= Provided records =

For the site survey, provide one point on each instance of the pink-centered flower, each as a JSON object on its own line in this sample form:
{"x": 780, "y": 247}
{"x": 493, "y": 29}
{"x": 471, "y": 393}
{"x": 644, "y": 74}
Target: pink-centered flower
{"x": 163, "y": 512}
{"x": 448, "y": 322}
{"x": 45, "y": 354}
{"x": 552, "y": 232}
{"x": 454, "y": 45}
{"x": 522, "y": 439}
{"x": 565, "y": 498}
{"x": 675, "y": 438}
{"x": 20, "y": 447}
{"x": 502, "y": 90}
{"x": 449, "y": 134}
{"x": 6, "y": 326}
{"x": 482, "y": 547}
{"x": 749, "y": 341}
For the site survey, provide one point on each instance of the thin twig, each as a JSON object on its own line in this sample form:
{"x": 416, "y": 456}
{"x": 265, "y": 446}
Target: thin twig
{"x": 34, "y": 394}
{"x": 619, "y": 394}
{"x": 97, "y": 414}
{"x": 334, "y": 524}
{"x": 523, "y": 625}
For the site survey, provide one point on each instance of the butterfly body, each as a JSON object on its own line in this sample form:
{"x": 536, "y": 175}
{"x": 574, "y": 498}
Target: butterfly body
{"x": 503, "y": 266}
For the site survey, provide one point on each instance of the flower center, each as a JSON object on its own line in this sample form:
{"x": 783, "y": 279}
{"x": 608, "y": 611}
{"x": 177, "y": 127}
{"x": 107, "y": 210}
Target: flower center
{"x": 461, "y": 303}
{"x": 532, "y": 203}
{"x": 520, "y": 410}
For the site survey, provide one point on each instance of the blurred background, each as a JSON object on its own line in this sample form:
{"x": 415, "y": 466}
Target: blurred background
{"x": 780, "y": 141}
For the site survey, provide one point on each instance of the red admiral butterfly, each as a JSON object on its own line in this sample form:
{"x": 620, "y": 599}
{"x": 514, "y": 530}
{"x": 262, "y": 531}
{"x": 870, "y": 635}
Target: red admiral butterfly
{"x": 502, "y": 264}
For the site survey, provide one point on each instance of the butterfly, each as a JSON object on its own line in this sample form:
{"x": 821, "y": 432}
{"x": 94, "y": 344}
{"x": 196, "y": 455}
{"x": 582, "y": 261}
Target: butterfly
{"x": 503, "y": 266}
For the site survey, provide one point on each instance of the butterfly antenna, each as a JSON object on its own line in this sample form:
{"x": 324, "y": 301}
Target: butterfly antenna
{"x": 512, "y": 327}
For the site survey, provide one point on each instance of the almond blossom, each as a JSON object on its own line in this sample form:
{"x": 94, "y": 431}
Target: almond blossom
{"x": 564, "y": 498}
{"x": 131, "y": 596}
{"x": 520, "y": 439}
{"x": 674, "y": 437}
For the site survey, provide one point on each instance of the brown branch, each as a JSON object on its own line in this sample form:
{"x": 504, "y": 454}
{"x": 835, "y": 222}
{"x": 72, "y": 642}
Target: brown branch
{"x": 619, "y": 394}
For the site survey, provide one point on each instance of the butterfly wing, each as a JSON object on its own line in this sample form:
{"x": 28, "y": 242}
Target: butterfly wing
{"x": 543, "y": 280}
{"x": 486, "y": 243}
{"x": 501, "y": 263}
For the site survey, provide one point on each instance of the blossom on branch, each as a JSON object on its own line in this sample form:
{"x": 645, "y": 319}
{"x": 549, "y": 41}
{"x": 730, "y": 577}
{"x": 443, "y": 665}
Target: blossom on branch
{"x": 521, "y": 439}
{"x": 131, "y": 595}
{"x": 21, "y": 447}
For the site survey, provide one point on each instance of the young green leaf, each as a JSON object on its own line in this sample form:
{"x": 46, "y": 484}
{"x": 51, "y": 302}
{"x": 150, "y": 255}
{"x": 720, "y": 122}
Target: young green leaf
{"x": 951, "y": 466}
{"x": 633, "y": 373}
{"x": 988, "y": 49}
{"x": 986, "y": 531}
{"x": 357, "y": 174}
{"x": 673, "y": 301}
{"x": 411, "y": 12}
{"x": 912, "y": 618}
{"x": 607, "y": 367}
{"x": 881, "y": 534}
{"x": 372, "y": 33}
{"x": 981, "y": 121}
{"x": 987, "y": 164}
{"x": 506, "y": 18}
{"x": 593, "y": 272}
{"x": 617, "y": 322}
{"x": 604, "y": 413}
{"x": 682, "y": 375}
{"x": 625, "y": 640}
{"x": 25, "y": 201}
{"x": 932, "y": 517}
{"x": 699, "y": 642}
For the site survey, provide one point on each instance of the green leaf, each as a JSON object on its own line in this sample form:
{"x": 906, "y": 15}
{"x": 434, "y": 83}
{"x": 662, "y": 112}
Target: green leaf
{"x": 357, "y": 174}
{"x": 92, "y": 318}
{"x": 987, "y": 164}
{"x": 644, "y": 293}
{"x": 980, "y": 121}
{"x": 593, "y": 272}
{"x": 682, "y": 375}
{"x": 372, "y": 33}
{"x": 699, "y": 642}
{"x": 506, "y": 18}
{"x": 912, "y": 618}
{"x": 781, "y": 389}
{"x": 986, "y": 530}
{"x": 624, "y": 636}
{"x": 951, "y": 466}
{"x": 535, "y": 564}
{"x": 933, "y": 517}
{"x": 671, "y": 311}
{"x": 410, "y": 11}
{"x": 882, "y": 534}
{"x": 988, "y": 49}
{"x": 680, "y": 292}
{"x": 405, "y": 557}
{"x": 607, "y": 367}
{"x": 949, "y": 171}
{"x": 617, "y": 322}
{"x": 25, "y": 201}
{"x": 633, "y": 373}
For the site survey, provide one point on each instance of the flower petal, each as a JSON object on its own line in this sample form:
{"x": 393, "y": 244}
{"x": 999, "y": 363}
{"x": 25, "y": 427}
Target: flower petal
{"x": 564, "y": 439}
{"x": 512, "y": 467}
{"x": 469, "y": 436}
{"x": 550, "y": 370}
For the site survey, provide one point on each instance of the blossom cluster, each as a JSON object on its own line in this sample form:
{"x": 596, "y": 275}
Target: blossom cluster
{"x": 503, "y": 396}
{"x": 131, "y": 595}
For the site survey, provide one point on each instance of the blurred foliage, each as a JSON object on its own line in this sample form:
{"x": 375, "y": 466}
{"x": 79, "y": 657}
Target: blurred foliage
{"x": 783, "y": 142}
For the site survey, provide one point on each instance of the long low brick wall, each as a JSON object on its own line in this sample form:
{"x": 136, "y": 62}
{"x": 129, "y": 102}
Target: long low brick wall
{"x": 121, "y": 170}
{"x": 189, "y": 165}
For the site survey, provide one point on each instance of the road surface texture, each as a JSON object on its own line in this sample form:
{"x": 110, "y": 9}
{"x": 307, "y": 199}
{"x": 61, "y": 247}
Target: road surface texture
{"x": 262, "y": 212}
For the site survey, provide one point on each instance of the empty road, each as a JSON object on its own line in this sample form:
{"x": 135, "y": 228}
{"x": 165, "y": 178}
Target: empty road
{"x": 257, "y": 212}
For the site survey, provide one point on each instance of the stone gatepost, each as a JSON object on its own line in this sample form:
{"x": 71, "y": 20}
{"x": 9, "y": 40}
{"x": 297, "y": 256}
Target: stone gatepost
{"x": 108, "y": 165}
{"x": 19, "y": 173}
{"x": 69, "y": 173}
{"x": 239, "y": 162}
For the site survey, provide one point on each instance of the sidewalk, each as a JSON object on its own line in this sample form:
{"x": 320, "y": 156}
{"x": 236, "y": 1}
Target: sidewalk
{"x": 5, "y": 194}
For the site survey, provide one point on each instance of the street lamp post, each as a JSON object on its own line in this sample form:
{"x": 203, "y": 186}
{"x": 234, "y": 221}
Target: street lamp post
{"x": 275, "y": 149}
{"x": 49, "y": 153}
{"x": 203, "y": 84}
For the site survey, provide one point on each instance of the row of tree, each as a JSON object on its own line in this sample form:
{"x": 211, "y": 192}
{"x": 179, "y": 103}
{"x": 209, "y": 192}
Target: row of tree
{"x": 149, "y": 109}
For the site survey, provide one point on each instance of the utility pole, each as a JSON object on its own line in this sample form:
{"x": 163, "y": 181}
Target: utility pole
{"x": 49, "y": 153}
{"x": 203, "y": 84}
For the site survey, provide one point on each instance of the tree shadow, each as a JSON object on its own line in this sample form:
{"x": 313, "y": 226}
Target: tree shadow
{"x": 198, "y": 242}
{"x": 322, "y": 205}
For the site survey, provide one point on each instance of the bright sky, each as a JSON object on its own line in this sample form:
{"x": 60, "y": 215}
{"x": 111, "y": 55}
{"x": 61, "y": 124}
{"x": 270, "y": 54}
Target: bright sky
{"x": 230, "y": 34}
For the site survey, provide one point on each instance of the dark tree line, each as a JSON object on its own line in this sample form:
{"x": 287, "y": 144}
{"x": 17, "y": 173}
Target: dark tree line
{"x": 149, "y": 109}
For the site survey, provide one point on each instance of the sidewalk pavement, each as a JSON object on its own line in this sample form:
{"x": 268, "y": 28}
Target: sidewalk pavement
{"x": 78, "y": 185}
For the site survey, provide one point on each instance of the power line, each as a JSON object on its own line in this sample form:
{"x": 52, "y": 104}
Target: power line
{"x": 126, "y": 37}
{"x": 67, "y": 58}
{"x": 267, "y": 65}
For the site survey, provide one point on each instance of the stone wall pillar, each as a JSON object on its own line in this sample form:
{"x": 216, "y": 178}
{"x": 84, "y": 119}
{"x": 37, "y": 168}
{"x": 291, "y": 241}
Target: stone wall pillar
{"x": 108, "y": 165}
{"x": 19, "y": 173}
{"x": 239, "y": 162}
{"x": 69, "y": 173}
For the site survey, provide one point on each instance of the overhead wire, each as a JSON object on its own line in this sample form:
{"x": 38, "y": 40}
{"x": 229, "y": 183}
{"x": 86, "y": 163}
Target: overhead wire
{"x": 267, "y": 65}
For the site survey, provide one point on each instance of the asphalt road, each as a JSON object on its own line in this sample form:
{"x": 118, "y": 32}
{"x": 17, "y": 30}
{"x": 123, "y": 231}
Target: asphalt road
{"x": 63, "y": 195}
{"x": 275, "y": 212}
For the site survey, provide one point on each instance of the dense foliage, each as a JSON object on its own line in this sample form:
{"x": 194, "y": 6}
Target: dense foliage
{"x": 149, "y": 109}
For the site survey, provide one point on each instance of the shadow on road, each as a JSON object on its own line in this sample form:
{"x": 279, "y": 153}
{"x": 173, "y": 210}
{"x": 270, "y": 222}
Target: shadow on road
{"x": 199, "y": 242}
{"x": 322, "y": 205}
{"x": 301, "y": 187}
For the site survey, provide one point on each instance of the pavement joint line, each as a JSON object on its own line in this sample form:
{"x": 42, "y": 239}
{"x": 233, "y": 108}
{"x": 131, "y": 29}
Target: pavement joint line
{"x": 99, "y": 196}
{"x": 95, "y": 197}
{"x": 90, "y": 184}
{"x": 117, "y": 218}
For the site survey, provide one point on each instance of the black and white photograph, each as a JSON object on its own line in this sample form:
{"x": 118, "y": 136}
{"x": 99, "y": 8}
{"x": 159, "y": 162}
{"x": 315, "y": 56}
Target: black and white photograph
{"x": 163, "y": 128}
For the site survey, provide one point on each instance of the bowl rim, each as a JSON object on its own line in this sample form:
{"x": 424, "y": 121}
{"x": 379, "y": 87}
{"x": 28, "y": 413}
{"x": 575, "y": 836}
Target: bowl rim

= Goal =
From the line with "of the pavement" to the last line of the material, give every line again exactly, and only those lines.

= Task output =
For the site survey, provide one point on each instance of the pavement joint line, each as a JSON object on its own line in this sample form:
{"x": 42, "y": 239}
{"x": 233, "y": 108}
{"x": 131, "y": 29}
Target: pavement joint line
{"x": 99, "y": 196}
{"x": 95, "y": 197}
{"x": 90, "y": 184}
{"x": 117, "y": 218}
For the site survey, provide one point on each instance of the black and white photograph, each as a JSON object on its own line in this sample form:
{"x": 118, "y": 136}
{"x": 99, "y": 8}
{"x": 159, "y": 162}
{"x": 315, "y": 56}
Target: black and white photograph
{"x": 163, "y": 128}
For the site survey, provide one point on each instance of the bowl rim, each as a JSON object on its own line in this sample form:
{"x": 424, "y": 121}
{"x": 379, "y": 87}
{"x": 28, "y": 413}
{"x": 575, "y": 836}
Target: bowl rim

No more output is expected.